YOUR TASK
Output, with no changes, the span of lines that opens with the line containing "Please spot the tiger forehead" and closes with the last line.

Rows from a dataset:
◆ ◆ ◆

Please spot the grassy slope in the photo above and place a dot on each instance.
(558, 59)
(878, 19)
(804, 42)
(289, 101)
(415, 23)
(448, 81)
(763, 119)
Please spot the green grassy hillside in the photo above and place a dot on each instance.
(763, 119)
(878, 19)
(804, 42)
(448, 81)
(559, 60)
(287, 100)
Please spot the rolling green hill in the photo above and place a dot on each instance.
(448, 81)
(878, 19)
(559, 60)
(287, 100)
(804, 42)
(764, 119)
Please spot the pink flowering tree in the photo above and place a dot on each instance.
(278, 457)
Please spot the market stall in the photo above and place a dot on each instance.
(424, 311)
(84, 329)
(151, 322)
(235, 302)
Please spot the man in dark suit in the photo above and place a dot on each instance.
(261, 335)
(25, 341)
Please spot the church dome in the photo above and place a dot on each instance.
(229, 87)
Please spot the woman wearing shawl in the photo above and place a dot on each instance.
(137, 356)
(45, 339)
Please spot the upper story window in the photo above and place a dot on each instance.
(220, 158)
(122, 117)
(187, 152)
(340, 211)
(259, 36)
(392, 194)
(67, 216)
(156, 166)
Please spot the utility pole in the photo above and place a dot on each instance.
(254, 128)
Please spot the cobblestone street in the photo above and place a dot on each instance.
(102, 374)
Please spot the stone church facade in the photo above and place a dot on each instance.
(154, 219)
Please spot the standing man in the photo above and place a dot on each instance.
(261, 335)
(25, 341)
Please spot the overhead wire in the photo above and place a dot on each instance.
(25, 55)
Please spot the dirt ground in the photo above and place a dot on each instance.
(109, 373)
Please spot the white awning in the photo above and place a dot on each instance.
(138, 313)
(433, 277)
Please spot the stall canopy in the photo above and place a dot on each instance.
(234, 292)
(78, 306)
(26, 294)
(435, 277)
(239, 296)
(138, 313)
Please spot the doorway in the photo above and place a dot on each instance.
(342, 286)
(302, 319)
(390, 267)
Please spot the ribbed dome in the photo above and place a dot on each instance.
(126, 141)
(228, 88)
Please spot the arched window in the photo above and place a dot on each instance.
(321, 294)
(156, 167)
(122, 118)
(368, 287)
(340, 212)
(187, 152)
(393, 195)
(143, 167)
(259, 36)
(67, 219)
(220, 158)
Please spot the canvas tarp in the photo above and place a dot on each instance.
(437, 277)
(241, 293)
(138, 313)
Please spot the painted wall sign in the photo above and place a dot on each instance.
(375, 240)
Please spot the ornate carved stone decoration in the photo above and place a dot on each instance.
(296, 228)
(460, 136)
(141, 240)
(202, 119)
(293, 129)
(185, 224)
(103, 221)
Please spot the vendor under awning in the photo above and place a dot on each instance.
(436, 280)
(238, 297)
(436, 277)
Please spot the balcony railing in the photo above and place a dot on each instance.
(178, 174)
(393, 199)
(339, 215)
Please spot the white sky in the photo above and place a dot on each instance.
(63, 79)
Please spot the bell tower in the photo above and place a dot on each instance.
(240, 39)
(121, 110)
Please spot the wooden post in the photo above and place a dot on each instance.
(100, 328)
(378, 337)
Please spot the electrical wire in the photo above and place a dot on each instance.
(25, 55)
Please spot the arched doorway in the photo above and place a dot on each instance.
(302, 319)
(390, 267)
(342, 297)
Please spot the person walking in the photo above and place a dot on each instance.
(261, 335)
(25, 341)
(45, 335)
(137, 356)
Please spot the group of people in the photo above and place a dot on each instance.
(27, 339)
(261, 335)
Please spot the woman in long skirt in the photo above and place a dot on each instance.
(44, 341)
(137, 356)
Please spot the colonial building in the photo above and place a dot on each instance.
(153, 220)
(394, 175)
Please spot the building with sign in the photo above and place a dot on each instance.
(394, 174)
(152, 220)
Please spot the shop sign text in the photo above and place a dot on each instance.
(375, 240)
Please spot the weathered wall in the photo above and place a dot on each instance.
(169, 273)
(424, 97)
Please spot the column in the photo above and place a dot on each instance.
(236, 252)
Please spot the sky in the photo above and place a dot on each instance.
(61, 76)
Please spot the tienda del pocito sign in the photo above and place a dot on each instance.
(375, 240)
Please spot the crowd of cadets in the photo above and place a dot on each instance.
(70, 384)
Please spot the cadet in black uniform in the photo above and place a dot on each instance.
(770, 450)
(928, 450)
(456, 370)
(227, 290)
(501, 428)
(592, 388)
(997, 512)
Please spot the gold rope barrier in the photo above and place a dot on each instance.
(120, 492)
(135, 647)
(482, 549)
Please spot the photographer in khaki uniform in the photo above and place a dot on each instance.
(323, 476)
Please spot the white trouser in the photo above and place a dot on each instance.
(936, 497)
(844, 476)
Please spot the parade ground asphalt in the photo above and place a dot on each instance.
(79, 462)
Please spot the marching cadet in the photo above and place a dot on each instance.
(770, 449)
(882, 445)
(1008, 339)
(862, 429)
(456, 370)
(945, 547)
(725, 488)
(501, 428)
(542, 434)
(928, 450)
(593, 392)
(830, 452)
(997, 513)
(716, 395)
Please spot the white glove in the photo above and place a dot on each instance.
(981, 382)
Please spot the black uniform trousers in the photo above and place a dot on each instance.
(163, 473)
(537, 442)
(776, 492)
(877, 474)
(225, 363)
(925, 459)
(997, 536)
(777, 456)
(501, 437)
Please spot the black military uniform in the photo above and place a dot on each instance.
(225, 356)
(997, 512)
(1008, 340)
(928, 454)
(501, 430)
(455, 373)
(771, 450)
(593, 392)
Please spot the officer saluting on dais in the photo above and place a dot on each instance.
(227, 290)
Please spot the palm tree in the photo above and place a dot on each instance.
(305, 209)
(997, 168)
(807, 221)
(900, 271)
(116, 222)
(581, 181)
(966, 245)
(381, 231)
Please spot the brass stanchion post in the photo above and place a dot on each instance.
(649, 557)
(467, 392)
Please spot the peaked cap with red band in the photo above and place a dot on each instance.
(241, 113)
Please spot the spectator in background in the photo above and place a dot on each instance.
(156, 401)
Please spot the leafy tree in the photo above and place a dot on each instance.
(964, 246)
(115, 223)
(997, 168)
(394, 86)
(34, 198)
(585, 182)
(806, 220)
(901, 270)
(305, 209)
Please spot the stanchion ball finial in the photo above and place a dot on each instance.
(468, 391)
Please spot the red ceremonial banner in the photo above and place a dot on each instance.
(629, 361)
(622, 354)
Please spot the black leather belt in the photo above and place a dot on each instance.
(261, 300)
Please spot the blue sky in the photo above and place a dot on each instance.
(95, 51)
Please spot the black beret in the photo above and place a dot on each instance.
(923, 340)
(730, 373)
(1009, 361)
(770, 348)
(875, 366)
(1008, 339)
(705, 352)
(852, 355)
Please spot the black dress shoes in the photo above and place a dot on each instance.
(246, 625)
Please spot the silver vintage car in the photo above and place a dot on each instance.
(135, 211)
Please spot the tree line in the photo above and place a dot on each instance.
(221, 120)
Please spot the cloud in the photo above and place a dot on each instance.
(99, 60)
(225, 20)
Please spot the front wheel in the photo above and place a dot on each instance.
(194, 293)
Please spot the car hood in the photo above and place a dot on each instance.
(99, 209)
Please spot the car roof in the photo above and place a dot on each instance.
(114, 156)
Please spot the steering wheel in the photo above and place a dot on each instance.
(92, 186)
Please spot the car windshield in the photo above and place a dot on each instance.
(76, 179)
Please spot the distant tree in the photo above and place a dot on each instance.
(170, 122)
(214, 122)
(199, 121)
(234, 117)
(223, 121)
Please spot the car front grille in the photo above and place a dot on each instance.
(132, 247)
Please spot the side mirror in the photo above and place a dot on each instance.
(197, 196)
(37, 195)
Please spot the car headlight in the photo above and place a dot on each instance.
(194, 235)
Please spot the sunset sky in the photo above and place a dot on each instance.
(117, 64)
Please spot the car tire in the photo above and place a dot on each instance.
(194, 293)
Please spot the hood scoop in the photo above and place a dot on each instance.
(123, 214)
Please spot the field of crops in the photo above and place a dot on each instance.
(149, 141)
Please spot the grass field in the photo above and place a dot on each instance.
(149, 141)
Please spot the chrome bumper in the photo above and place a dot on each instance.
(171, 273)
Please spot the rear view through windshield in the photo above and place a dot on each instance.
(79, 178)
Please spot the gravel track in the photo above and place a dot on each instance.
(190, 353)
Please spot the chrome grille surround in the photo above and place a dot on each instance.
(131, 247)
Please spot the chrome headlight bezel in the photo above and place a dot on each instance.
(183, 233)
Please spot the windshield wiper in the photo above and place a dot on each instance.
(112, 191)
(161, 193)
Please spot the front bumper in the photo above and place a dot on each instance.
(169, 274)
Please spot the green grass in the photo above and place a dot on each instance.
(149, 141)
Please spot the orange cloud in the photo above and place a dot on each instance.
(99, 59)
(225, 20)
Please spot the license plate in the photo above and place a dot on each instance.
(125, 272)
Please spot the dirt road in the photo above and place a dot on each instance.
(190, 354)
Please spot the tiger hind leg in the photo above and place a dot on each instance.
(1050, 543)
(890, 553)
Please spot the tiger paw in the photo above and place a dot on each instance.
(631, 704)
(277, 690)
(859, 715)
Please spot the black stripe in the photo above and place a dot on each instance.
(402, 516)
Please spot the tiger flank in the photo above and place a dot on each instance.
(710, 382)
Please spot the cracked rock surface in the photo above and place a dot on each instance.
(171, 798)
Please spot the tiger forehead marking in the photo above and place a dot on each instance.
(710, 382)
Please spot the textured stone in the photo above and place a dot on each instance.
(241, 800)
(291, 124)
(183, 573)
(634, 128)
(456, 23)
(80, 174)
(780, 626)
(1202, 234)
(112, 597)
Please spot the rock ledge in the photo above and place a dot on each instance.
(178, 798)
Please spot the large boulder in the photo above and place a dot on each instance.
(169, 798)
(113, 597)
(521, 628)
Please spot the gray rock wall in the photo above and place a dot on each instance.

◆ ◆ ◆

COMPLETE ANSWER
Please spot the tiger forehead marking in the photo above and place a dot on each instance.
(710, 382)
Please spot the textured stone in the photo above and place a dot on each instance.
(241, 800)
(291, 124)
(183, 573)
(634, 128)
(456, 23)
(80, 174)
(780, 626)
(1202, 234)
(112, 597)
Please spot the rock ledge in the photo above and place a dot on each instance.
(178, 798)
Please spot the large boulder in the photo above and place a dot on each instance.
(169, 798)
(113, 597)
(521, 628)
Please spot the gray rock wall in the photo above and place a dot on each instance.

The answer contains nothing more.